**Problem to work on**
The line that contains "dark blue trousers." marks the end: retype the data below exactly from its first line through that line.

----- Records shown

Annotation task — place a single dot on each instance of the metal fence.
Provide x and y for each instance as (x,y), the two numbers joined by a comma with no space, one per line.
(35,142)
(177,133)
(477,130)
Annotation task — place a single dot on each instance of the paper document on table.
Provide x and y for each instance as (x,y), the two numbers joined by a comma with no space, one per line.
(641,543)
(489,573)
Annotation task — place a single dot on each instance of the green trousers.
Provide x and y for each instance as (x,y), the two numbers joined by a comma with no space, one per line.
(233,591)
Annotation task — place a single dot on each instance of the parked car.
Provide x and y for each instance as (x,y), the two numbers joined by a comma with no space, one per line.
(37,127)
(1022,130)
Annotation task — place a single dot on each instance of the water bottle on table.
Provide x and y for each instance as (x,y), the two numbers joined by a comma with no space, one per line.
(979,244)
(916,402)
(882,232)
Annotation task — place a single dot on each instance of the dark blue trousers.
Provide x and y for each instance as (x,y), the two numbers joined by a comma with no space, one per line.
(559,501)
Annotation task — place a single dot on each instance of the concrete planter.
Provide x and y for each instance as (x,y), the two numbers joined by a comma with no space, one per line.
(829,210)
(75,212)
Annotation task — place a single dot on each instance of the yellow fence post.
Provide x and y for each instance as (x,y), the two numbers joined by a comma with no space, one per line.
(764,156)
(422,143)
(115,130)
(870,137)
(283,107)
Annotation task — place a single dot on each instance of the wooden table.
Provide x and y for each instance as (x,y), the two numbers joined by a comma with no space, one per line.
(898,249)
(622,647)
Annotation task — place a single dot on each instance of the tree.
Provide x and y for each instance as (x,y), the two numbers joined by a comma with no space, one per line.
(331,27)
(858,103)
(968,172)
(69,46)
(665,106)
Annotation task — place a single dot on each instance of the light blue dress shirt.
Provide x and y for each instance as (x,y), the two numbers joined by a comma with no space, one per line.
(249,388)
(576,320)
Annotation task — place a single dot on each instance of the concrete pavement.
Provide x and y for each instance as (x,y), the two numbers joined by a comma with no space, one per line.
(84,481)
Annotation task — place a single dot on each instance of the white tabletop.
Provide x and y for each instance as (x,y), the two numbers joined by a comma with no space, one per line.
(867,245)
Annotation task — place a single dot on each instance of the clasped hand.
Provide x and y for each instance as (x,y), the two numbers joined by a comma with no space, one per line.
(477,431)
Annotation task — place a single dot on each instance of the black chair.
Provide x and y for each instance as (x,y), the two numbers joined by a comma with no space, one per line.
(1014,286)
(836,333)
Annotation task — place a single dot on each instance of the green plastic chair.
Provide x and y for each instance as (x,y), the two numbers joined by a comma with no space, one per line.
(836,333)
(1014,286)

----------

**Written response**
Annotation task — place a single dot on each instance of the metal fence.
Provide x and y for each instance as (x,y), the two numbers joined by a comma with no space, one per line.
(35,142)
(177,133)
(477,130)
Annotation task — place a single dot on each instance of the paper document on table.
Provide x and y for each instance as (x,y), the two numbers joined by a comma with no space, one per line.
(641,543)
(489,573)
Annotation task — place a single dot on each instance of the green trousers.
Provide x and y for each instance as (x,y), the two numbers joined by a comma with no space, one per line.
(233,591)
Annotation task — place a single dot on each instance of the parked car.
Provide x and y for each instance as (x,y), the two numbers joined by a comma with no space, one per line.
(37,127)
(1022,130)
Annotation task — place a single dot on each instance of the water bottle on table.
Provide x and y for each instance as (x,y), the two numbers joined by a comma with no space, one per line.
(979,244)
(916,402)
(882,232)
Annotation task — place a single dot on each instance of the dark blue trousers.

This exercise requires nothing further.